→ **What the task requires**: Turn every line of the entries below into a Markdown table with two columns, "Row" and "Line". Number the rows and leave out any blank lines.

— start of Material for this task —

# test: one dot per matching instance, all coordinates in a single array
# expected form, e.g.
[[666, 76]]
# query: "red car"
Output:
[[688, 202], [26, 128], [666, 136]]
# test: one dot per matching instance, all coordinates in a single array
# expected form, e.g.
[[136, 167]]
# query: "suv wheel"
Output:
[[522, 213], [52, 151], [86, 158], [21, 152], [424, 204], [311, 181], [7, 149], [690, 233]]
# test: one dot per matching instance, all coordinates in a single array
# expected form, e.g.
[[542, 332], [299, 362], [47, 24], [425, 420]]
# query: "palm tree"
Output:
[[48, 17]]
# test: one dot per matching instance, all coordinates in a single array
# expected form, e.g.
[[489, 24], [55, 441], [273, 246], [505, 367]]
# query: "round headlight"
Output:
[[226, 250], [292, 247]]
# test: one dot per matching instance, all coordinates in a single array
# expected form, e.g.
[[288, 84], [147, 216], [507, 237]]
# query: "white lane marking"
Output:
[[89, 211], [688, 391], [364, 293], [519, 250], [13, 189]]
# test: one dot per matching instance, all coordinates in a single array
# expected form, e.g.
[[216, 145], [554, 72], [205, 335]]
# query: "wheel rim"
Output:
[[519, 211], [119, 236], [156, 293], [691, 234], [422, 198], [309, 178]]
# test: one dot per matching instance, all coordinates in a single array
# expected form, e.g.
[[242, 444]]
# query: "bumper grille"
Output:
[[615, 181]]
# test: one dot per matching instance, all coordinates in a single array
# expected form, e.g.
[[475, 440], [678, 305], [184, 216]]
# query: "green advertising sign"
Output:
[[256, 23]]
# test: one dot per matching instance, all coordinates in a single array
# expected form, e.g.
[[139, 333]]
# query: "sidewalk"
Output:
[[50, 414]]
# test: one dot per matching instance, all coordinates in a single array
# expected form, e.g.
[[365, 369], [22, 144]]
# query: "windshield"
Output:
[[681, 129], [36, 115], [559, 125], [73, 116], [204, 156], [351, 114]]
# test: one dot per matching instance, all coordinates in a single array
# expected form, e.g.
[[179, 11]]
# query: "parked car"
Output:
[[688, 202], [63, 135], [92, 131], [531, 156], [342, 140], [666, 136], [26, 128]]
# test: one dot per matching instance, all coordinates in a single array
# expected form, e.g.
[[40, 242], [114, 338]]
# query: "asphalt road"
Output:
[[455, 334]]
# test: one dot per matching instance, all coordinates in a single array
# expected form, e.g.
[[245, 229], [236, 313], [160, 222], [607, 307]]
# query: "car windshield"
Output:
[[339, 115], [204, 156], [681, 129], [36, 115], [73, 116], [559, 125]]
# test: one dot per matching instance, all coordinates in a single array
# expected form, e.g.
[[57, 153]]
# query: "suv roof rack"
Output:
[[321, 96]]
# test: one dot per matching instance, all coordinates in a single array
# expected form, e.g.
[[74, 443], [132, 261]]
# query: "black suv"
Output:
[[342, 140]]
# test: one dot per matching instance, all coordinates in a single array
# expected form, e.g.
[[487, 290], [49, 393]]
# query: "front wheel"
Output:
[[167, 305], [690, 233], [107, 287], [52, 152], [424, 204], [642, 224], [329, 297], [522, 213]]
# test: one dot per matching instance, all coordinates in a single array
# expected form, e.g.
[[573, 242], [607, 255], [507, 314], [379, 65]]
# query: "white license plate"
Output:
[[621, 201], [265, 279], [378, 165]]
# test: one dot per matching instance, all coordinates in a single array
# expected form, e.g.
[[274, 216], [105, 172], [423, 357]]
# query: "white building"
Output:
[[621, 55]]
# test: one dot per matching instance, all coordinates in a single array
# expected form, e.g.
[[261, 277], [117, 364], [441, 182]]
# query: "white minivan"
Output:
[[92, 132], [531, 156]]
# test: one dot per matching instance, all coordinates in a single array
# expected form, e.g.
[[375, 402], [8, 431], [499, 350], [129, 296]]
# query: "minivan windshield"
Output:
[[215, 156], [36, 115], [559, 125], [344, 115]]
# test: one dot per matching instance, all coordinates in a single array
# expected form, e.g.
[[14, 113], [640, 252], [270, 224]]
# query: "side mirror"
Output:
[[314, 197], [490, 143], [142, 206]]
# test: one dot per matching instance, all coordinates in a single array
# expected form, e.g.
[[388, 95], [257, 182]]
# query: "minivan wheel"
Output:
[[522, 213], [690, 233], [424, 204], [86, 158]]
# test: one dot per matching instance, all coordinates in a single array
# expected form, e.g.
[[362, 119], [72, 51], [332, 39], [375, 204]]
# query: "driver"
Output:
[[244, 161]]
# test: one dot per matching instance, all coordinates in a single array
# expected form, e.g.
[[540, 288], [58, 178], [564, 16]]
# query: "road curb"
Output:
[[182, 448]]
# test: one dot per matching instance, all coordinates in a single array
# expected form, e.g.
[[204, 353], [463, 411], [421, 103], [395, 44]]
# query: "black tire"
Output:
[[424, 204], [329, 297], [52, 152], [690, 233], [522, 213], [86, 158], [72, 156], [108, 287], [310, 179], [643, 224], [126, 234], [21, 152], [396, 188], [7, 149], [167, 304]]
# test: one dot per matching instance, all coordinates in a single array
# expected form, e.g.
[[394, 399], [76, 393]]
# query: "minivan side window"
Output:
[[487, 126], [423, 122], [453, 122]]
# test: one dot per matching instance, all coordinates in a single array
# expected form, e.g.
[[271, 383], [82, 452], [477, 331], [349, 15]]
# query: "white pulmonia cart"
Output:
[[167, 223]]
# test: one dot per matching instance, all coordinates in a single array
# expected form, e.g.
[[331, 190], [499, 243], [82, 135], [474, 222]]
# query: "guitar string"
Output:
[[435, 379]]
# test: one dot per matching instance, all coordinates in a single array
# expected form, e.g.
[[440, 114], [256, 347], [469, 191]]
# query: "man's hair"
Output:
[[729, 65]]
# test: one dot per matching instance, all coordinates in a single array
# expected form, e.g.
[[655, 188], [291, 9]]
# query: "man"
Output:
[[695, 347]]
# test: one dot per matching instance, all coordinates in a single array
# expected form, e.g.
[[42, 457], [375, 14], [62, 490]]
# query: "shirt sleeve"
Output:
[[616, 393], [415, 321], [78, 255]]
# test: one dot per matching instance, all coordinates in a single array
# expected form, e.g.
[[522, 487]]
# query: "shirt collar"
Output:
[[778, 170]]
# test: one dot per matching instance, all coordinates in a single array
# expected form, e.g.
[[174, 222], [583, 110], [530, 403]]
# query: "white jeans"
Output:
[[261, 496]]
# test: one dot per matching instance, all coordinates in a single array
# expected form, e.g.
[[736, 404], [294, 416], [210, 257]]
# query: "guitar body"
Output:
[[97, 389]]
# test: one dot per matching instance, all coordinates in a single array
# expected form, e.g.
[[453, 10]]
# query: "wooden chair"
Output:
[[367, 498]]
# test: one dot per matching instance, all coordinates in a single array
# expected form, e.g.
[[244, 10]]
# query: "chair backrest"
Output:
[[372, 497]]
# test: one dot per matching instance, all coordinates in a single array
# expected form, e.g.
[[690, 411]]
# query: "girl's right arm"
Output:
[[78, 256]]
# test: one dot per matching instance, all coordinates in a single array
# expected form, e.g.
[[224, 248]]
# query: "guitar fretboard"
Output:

— end of Material for this task —

→ **Completed exercise**:
| Row | Line |
|---|---|
| 1 | # test: one dot per matching instance, all coordinates in a single array |
| 2 | # expected form, e.g. |
| 3 | [[666, 76]] |
| 4 | # query: "red car" |
| 5 | Output: |
| 6 | [[688, 202], [26, 128], [666, 136]] |
| 7 | # test: one dot per matching instance, all coordinates in a single array |
| 8 | # expected form, e.g. |
| 9 | [[136, 167]] |
| 10 | # query: "suv wheel" |
| 11 | Output: |
| 12 | [[522, 213], [52, 151], [86, 158], [21, 152], [424, 204], [311, 181], [7, 149], [690, 233]] |
| 13 | # test: one dot per matching instance, all coordinates in a single array |
| 14 | # expected form, e.g. |
| 15 | [[542, 332], [299, 362], [47, 24], [425, 420]] |
| 16 | # query: "palm tree" |
| 17 | Output: |
| 18 | [[48, 17]] |
| 19 | # test: one dot per matching instance, all coordinates in a single array |
| 20 | # expected form, e.g. |
| 21 | [[489, 24], [55, 441], [273, 246], [505, 367]] |
| 22 | # query: "round headlight" |
| 23 | Output: |
| 24 | [[226, 250], [292, 247]] |
| 25 | # test: one dot per matching instance, all coordinates in a single array |
| 26 | # expected form, e.g. |
| 27 | [[288, 84], [147, 216], [507, 237]] |
| 28 | # query: "white lane marking" |
| 29 | Output: |
| 30 | [[89, 211], [688, 391], [364, 293], [519, 250], [13, 189]] |
| 31 | # test: one dot per matching instance, all coordinates in a single array |
| 32 | # expected form, e.g. |
| 33 | [[216, 145], [554, 72], [205, 335]] |
| 34 | # query: "wheel rim" |
| 35 | Output: |
| 36 | [[519, 211], [119, 236], [156, 293], [691, 234], [422, 198], [309, 178]] |
| 37 | # test: one dot per matching instance, all coordinates in a single array |
| 38 | # expected form, e.g. |
| 39 | [[242, 444]] |
| 40 | # query: "bumper grille" |
| 41 | Output: |
| 42 | [[615, 181]] |
| 43 | # test: one dot per matching instance, all coordinates in a single array |
| 44 | # expected form, e.g. |
| 45 | [[475, 440], [678, 305], [184, 216]] |
| 46 | # query: "green advertising sign" |
| 47 | Output: |
| 48 | [[256, 23]] |
| 49 | # test: one dot per matching instance, all coordinates in a single array |
| 50 | # expected form, e.g. |
| 51 | [[139, 333]] |
| 52 | # query: "sidewalk" |
| 53 | Output: |
| 54 | [[50, 414]] |
| 55 | # test: one dot per matching instance, all coordinates in a single array |
| 56 | # expected form, e.g. |
| 57 | [[365, 369], [22, 144]] |
| 58 | # query: "windshield" |
| 59 | Output: |
| 60 | [[681, 129], [36, 115], [559, 125], [73, 116], [204, 156], [351, 114]] |
| 61 | # test: one dot per matching instance, all coordinates in a single array |
| 62 | # expected form, e.g. |
| 63 | [[179, 11]] |
| 64 | # query: "parked car" |
| 65 | Output: |
| 66 | [[688, 202], [63, 135], [92, 131], [531, 156], [342, 140], [666, 136], [26, 128]] |
| 67 | # test: one dot per matching instance, all coordinates in a single array |
| 68 | # expected form, e.g. |
| 69 | [[40, 242], [114, 338]] |
| 70 | # query: "asphalt road" |
| 71 | Output: |
| 72 | [[455, 334]] |
| 73 | # test: one dot per matching instance, all coordinates in a single array |
| 74 | # expected form, e.g. |
| 75 | [[245, 229], [236, 313], [160, 222], [607, 307]] |
| 76 | # query: "car windshield" |
| 77 | Output: |
| 78 | [[339, 115], [204, 156], [681, 129], [36, 115], [73, 116], [559, 125]] |
| 79 | # test: one dot per matching instance, all coordinates in a single array |
| 80 | # expected form, e.g. |
| 81 | [[57, 153]] |
| 82 | # query: "suv roof rack" |
| 83 | Output: |
| 84 | [[321, 96]] |
| 85 | # test: one dot per matching instance, all coordinates in a single array |
| 86 | # expected form, e.g. |
| 87 | [[74, 443], [132, 261]] |
| 88 | # query: "black suv" |
| 89 | Output: |
| 90 | [[342, 140]] |
| 91 | # test: one dot per matching instance, all coordinates in a single array |
| 92 | # expected form, e.g. |
| 93 | [[487, 290], [49, 393]] |
| 94 | # query: "front wheel" |
| 95 | Output: |
| 96 | [[167, 305], [690, 233], [107, 287], [52, 152], [424, 204], [642, 224], [329, 297], [522, 213]] |
| 97 | # test: one dot per matching instance, all coordinates in a single array |
| 98 | # expected form, e.g. |
| 99 | [[573, 242], [607, 255], [507, 314], [379, 65]] |
| 100 | # query: "white license plate" |
| 101 | Output: |
| 102 | [[621, 201], [265, 279], [378, 165]] |
| 103 | # test: one dot per matching instance, all coordinates in a single array |
| 104 | # expected form, e.g. |
| 105 | [[274, 216], [105, 172], [423, 357]] |
| 106 | # query: "white building" |
| 107 | Output: |
| 108 | [[621, 55]] |
| 109 | # test: one dot per matching instance, all coordinates in a single array |
| 110 | # expected form, e.g. |
| 111 | [[261, 277], [117, 364], [441, 182]] |
| 112 | # query: "white minivan" |
| 113 | Output: |
| 114 | [[92, 132], [531, 156]] |
| 115 | # test: one dot per matching instance, all coordinates in a single array |
| 116 | # expected form, e.g. |
| 117 | [[375, 402], [8, 431], [499, 350], [129, 296]] |
| 118 | # query: "minivan windshield" |
| 119 | Output: |
| 120 | [[215, 156], [36, 115], [559, 125], [344, 115]] |
| 121 | # test: one dot per matching instance, all coordinates in a single array |
| 122 | # expected form, e.g. |
| 123 | [[14, 113], [640, 252], [270, 224]] |
| 124 | # query: "side mirror" |
| 125 | Output: |
| 126 | [[314, 197], [490, 143], [142, 206]] |
| 127 | # test: one dot per matching instance, all coordinates in a single array |
| 128 | # expected form, e.g. |
| 129 | [[388, 95], [257, 182]] |
| 130 | # query: "minivan wheel" |
| 131 | Output: |
| 132 | [[522, 213], [690, 233], [424, 204], [86, 158]] |
| 133 | # test: one dot per matching instance, all coordinates in a single array |
| 134 | # expected form, e.g. |
| 135 | [[362, 119], [72, 51], [332, 39], [375, 204]] |
| 136 | # query: "driver" |
| 137 | Output: |
| 138 | [[244, 161]] |
| 139 | # test: one dot per matching instance, all coordinates in a single array |
| 140 | # expected form, e.g. |
| 141 | [[540, 288], [58, 178], [564, 16]] |
| 142 | # query: "road curb" |
| 143 | Output: |
| 144 | [[182, 448]] |
| 145 | # test: one dot per matching instance, all coordinates in a single array |
| 146 | # expected form, e.g. |
| 147 | [[204, 353], [463, 411], [421, 103], [395, 44]] |
| 148 | # query: "black tire" |
| 149 | Output: |
| 150 | [[424, 204], [329, 297], [52, 152], [690, 233], [522, 213], [86, 158], [72, 156], [108, 287], [310, 179], [643, 224], [126, 234], [21, 152], [396, 188], [7, 149], [167, 304]] |
| 151 | # test: one dot per matching instance, all coordinates in a single array |
| 152 | # expected form, e.g. |
| 153 | [[394, 399], [76, 393]] |
| 154 | # query: "minivan side window" |
| 155 | Output: |
| 156 | [[487, 126], [423, 122], [453, 122]] |
| 157 | # test: one dot per matching instance, all coordinates in a single array |
| 158 | # expected form, e.g. |
| 159 | [[271, 383], [82, 452], [477, 331], [349, 15]] |
| 160 | # query: "white pulmonia cart" |
| 161 | Output: |
| 162 | [[167, 223]] |
| 163 | # test: one dot per matching instance, all coordinates in a single array |
| 164 | # expected form, e.g. |
| 165 | [[331, 190], [499, 243], [82, 135], [474, 222]] |
| 166 | # query: "guitar string" |
| 167 | Output: |
| 168 | [[435, 379]] |
| 169 | # test: one dot per matching instance, all coordinates in a single array |
| 170 | # expected form, e.g. |
| 171 | [[440, 114], [256, 347], [469, 191]] |
| 172 | # query: "man's hair" |
| 173 | Output: |
| 174 | [[729, 65]] |
| 175 | # test: one dot per matching instance, all coordinates in a single array |
| 176 | # expected form, e.g. |
| 177 | [[655, 188], [291, 9]] |
| 178 | # query: "man" |
| 179 | Output: |
| 180 | [[695, 347]] |
| 181 | # test: one dot per matching instance, all coordinates in a single array |
| 182 | # expected form, e.g. |
| 183 | [[42, 457], [375, 14], [62, 490]] |
| 184 | # query: "shirt sleeve" |
| 185 | Output: |
| 186 | [[616, 393], [415, 321], [78, 255]] |
| 187 | # test: one dot per matching instance, all coordinates in a single array |
| 188 | # expected form, e.g. |
| 189 | [[522, 487]] |
| 190 | # query: "shirt collar" |
| 191 | Output: |
| 192 | [[778, 170]] |
| 193 | # test: one dot per matching instance, all coordinates in a single array |
| 194 | # expected form, e.g. |
| 195 | [[174, 222], [583, 110], [530, 403]] |
| 196 | # query: "white jeans" |
| 197 | Output: |
| 198 | [[261, 496]] |
| 199 | # test: one dot per matching instance, all coordinates in a single array |
| 200 | # expected form, e.g. |
| 201 | [[736, 404], [294, 416], [210, 257]] |
| 202 | # query: "guitar body" |
| 203 | Output: |
| 204 | [[97, 389]] |
| 205 | # test: one dot per matching instance, all coordinates in a single array |
| 206 | # expected form, e.g. |
| 207 | [[453, 10]] |
| 208 | # query: "wooden chair" |
| 209 | Output: |
| 210 | [[367, 498]] |
| 211 | # test: one dot per matching instance, all coordinates in a single array |
| 212 | # expected form, e.g. |
| 213 | [[244, 10]] |
| 214 | # query: "chair backrest" |
| 215 | Output: |
| 216 | [[372, 497]] |
| 217 | # test: one dot per matching instance, all coordinates in a single array |
| 218 | # expected form, e.g. |
| 219 | [[690, 411]] |
| 220 | # query: "girl's right arm" |
| 221 | Output: |
| 222 | [[78, 256]] |
| 223 | # test: one dot per matching instance, all coordinates in a single array |
| 224 | # expected form, e.g. |
| 225 | [[224, 248]] |
| 226 | # query: "guitar fretboard" |
| 227 | Output: |